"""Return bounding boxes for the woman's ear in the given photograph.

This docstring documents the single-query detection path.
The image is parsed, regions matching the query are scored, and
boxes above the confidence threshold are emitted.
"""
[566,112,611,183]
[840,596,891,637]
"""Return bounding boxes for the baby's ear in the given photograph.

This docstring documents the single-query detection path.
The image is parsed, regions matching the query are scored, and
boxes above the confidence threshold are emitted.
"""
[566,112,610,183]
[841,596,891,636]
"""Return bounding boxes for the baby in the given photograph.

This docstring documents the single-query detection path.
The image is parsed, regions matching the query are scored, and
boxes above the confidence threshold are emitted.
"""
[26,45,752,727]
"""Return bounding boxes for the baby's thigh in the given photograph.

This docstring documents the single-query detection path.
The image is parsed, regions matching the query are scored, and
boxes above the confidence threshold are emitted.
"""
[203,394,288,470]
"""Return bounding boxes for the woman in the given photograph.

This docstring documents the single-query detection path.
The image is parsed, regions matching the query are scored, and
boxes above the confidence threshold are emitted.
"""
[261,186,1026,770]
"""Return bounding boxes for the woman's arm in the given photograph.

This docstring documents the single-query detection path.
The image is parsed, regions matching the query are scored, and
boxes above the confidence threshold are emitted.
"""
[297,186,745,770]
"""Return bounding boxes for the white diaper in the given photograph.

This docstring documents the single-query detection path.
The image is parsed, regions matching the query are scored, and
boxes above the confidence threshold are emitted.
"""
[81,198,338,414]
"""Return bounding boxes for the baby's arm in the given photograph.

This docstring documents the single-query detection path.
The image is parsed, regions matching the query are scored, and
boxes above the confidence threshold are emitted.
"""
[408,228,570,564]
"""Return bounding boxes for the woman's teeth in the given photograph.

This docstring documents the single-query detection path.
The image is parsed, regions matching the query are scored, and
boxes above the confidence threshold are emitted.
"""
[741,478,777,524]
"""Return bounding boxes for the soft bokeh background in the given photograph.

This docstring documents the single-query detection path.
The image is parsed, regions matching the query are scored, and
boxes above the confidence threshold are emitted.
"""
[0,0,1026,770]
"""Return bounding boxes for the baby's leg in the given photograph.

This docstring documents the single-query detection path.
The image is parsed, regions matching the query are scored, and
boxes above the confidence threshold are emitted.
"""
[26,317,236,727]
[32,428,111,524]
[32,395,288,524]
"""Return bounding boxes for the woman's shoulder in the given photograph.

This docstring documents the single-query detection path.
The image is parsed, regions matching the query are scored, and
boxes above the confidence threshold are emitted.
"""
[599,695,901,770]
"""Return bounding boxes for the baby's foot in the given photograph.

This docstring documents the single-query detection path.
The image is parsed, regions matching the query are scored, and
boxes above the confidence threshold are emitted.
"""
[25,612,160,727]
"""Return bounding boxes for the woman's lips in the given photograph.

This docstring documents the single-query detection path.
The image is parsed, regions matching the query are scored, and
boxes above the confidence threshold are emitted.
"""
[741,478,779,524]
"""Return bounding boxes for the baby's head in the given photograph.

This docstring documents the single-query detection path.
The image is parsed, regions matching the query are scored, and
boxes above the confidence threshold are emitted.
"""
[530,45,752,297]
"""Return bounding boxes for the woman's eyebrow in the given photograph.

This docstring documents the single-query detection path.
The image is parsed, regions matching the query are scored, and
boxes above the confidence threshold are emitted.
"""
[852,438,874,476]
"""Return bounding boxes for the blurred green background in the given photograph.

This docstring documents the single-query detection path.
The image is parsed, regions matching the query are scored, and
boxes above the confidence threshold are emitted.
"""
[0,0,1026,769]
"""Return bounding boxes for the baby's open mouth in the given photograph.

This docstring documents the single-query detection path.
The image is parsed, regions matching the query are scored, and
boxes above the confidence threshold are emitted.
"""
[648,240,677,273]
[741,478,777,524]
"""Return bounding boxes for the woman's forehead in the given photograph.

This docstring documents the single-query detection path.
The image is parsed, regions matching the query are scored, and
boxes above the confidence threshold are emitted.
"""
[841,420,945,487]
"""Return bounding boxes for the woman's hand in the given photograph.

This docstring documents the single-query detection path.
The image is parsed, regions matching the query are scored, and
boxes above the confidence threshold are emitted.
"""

━━━━━━━━━━━━━━━━━━━━━━━━━━━━━━

Description of the task.
Copy every item above word for word, keeping each line as it stands.

In response.
"""Return bounding boxes for the woman's ear in the given photograph.

This docstring documents the single-query detection path.
The image is parsed, regions matching the query are scored, and
boxes above the confidence threshold are emitted.
"""
[566,112,611,183]
[840,596,891,637]
"""Return bounding boxes for the baby's ear in the given photograph.

This docstring documents the single-query detection path.
The image is parsed, regions matching the query are scored, and
boxes above the confidence threshold are emitted.
"""
[566,112,610,183]
[841,596,891,636]
"""Return bounding boxes for the baby in the given photograph.

This docstring documents the single-query detection path.
The image is parsed, regions matching the query are scored, and
boxes above the confidence threshold are emitted.
"""
[26,45,752,727]
"""Return bounding boxes for the baby's thigh in the given photograph.

This docstring documents the single-query detection path.
The image is parsed, regions matching the query are scored, and
boxes above the confidence threshold are emitted.
"""
[203,394,288,470]
"""Return bounding boxes for the woman in the given photograph.

This docstring documents the single-query detection path.
The image is parsed, regions matching the query are scored, and
boxes above the confidence threshold are emitted.
"""
[261,186,1026,770]
"""Return bounding boxes for the woman's arm in the given photograph.

This docstring documents the single-query detection path.
The image is parsed, regions matching the query are scored, and
boxes above the confidence threshold are emitted.
"""
[297,186,745,770]
"""Return bounding boxes for the white diaper in the given photograph.

This docstring documents the single-query detection path.
The image is parsed, regions matching the query are scored, and
boxes above the confidence threshold are emitted.
"""
[81,198,338,414]
"""Return bounding boxes for the baby's arm in the given photograph.

This docstring documents the single-query detection path.
The image is parsed, regions matching the query are scored, and
boxes above the confidence threshold are emitted.
"""
[408,228,570,564]
"""Return bounding boxes for the woman's teeth in the given photograph.

This docstring documents the single-query detection path.
The image is parsed, regions matching the query are scored, and
boxes above the confidence threshold are emitted.
"""
[741,478,777,524]
"""Return bounding boxes for the soft bokeh background in the given photograph.

This docstring documents the single-query detection path.
The image is parsed, regions matching the query are scored, and
boxes above the confidence threshold are emitted.
"""
[0,0,1026,770]
"""Return bounding boxes for the baby's leg in the given photograph.

This docstring documents the single-query detection path.
The image is parsed, regions matching the query are scored, and
boxes above the confidence threshold are emitted.
"""
[26,317,236,727]
[32,428,111,524]
[32,395,288,524]
"""Return bounding boxes for the woman's shoulder in the given photograph.

This docstring documents the single-query detection path.
The image is parsed, regions matching the query are scored, and
boxes above the confidence threshold are emitted.
"""
[599,695,901,770]
"""Return bounding boxes for the baby's foot in the given photograph.

This docstring documents the single-query detection path.
The image is parsed, regions matching the query are scored, and
boxes above the confidence threshold are emitted.
"""
[25,612,160,727]
"""Return bounding boxes for the woman's lips in the given photograph.

This docstring documents the single-query detection path.
The image is parsed, regions matching the query are scored, and
boxes above the confidence threshold are emitted.
"""
[741,478,779,524]
"""Return bounding boxes for the baby's head in the given photograph.

This docstring documents the single-query detection path.
The image is parsed, regions matching the query are scored, and
boxes above the confidence threshold are emitted.
"""
[530,45,752,297]
"""Return bounding boxes for the woman's eyebrow in the given photograph.

This docstring documents the single-query detection path.
The image is parsed, regions matching the query are scored, and
boxes above the confidence threshold are emitted.
"""
[852,438,874,476]
"""Return bounding boxes for the blurred green background in the given photograph.

This docstring documents the single-query detection path.
The image is parsed, regions matching the query are scored, and
boxes above the confidence threshold are emitted.
"""
[0,0,1026,769]
"""Return bounding boxes for the baby's open mouth in the given photograph.

This docstring documents the single-query detection path.
The image is parsed, regions matching the query are scored, and
boxes above the confidence threshold are emitted.
"""
[648,240,677,273]
[741,478,777,524]
"""Return bounding boxes for the woman's forehead in the given photograph.

This docstring documents the single-query detection path.
The image is parsed, regions matching the query are scored, and
boxes above the confidence threshold are emitted.
"""
[841,420,945,487]
"""Return bounding boxes for the woman's hand in the given photograph.

This docstring documents the single-query detection path.
The image is parsed, regions matching the query are scored, and
boxes above the confidence threshold are emitted.
"""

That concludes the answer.